Swap "blurred bottle" for "out-of-focus bottle" in the stretch from the line containing "the egg white" through the line containing "point(292, 104)", and write out only those lines with everything else unchanged. Omit the pictures from your answer.

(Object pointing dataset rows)
•••

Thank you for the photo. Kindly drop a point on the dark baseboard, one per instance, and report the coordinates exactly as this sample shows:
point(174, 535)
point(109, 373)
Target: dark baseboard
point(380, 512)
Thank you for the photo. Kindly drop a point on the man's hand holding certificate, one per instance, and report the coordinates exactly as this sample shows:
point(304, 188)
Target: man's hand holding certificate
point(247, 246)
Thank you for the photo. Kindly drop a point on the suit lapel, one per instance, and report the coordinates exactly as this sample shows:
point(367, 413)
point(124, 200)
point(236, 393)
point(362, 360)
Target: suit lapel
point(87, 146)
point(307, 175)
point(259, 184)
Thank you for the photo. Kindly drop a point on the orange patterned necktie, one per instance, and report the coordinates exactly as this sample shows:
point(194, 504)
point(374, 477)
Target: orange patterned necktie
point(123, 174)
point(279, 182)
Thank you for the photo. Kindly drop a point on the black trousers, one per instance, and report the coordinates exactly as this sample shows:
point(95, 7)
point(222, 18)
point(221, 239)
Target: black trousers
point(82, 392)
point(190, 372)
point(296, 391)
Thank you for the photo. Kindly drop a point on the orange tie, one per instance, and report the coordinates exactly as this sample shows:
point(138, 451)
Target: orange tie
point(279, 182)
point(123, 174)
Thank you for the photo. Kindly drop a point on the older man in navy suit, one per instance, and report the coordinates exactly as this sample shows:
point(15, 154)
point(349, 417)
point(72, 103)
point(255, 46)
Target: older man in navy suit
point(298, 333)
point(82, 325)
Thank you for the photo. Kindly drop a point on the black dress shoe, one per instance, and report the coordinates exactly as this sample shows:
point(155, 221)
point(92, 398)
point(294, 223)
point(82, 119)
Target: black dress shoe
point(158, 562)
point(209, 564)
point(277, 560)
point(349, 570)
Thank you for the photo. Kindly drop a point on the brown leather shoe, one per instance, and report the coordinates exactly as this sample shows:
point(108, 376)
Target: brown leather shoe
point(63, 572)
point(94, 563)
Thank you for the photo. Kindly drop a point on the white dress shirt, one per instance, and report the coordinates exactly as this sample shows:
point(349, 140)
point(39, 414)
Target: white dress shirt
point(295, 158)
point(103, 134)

•••

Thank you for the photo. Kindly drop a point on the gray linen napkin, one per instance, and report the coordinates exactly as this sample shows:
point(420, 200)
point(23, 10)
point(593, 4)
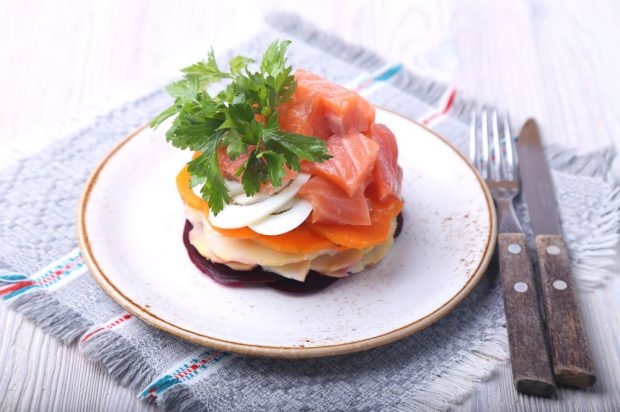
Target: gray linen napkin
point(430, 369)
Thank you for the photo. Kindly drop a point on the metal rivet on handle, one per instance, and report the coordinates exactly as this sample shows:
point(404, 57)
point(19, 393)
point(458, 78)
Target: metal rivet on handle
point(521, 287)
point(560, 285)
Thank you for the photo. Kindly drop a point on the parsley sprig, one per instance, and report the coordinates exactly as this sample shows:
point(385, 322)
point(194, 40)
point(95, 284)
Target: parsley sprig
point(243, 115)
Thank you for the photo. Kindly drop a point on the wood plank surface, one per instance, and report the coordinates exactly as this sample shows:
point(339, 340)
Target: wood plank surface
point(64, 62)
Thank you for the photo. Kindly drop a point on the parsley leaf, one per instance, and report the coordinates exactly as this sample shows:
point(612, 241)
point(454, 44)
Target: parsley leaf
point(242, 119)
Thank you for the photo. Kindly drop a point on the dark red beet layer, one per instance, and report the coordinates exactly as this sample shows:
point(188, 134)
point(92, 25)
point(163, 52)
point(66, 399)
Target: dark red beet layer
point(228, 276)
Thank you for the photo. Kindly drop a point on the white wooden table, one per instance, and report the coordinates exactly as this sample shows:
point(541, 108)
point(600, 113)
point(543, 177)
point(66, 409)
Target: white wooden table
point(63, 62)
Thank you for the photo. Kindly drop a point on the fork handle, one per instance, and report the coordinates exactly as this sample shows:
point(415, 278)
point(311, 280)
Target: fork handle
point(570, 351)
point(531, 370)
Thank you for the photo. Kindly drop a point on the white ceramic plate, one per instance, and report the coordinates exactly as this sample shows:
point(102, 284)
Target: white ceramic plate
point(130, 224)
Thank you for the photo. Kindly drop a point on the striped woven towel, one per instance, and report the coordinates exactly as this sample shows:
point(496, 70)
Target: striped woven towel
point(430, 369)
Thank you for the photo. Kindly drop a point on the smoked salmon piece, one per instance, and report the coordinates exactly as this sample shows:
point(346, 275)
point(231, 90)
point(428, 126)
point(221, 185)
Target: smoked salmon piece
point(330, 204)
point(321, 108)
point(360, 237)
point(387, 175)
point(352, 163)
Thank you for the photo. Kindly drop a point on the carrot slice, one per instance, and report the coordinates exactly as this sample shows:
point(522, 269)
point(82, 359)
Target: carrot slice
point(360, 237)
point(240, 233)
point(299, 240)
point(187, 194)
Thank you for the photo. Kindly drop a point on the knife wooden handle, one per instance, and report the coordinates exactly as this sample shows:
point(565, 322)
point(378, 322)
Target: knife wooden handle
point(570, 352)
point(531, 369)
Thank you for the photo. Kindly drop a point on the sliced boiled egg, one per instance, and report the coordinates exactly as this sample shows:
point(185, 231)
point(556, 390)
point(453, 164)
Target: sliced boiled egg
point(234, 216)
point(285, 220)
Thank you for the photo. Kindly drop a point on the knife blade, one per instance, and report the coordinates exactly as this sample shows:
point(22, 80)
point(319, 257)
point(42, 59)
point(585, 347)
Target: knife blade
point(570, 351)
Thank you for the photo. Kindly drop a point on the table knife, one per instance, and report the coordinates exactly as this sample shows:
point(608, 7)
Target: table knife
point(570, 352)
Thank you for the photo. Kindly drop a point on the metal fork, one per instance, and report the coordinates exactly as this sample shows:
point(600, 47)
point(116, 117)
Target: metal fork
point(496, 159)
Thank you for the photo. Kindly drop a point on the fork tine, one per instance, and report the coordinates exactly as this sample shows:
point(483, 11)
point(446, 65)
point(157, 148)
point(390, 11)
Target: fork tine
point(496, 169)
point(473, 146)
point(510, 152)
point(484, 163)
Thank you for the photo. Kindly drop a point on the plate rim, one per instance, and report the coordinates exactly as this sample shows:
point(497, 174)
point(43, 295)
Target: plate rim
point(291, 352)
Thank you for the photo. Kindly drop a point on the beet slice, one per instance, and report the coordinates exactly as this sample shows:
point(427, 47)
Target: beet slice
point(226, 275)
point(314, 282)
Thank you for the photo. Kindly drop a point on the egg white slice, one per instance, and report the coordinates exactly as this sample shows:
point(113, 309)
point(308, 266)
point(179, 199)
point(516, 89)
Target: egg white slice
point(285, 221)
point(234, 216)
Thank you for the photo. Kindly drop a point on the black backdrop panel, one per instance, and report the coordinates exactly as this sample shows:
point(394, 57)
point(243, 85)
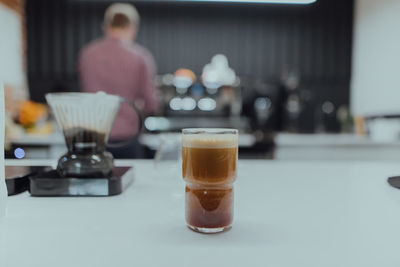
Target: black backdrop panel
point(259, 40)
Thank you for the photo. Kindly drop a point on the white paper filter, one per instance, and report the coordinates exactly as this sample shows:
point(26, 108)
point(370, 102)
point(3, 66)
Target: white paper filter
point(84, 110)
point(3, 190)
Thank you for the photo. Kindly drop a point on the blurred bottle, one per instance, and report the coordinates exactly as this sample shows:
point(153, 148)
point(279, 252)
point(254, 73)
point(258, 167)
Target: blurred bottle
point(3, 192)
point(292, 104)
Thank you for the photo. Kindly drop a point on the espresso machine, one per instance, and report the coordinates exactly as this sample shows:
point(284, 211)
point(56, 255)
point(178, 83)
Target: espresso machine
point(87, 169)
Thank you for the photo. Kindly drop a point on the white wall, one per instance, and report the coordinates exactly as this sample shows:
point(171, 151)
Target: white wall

•••

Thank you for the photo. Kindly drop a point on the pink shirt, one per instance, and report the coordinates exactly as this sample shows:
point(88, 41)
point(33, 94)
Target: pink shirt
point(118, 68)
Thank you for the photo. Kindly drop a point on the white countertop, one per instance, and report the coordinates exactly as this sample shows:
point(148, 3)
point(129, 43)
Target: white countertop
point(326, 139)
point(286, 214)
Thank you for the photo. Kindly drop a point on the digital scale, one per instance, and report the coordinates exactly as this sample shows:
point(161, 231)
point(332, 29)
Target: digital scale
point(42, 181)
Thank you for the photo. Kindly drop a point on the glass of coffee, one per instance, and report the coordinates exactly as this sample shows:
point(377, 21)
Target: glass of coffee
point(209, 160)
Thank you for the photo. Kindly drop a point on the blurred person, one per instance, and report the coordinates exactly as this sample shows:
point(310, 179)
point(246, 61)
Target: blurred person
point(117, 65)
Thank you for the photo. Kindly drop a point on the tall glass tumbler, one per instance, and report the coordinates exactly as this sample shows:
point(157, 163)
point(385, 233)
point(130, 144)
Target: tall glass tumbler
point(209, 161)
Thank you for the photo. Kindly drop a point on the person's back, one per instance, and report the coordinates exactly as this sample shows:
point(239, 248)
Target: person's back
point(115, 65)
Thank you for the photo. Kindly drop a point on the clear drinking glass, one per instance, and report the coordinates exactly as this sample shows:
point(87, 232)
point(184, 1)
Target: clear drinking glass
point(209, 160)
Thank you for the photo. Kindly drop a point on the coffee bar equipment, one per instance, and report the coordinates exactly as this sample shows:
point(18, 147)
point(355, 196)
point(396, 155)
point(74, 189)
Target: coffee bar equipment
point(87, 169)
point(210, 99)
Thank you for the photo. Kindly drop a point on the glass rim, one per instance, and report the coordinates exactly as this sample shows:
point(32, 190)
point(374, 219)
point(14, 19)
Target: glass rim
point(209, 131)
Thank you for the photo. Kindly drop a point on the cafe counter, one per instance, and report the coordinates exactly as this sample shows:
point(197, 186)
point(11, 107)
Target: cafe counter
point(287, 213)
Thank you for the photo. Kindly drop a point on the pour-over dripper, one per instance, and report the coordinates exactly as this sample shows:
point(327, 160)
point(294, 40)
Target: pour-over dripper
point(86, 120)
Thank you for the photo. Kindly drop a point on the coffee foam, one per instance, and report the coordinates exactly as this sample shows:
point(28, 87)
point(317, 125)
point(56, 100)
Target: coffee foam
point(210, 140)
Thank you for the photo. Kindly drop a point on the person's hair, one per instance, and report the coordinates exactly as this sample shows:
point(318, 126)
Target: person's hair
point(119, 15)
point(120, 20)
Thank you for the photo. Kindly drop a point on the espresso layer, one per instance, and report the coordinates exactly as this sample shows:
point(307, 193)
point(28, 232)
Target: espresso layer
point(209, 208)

•••

> **Solution to this problem**:
Thank you for the photo. Kindly drop a point on the egg white slice, one per instance, and report the coordinates exactly as this sample shows:
point(113, 309)
point(308, 266)
point(179, 199)
point(516, 89)
Target: egg white slice
point(285, 221)
point(234, 216)
Thank you for the photo. Kindly drop a point on the black backdrop panel, one per instance, and report the coordinates exactly as this sample shows:
point(394, 57)
point(243, 85)
Target: black backdrop panel
point(259, 40)
Thank you for the photo. Kindly drop a point on the white paper filter, one per instance, and report the coordinates exactly as this sample shows:
point(26, 108)
point(370, 102)
point(3, 66)
Target: white paper filter
point(84, 110)
point(3, 190)
Thank you for the photo. Kindly drop a point on the out-of-focus bottle, one per instance, and report the coordinates exactly as this sample shows:
point(153, 148)
point(279, 252)
point(254, 73)
point(258, 167)
Target: out-of-focus bottle
point(3, 192)
point(292, 104)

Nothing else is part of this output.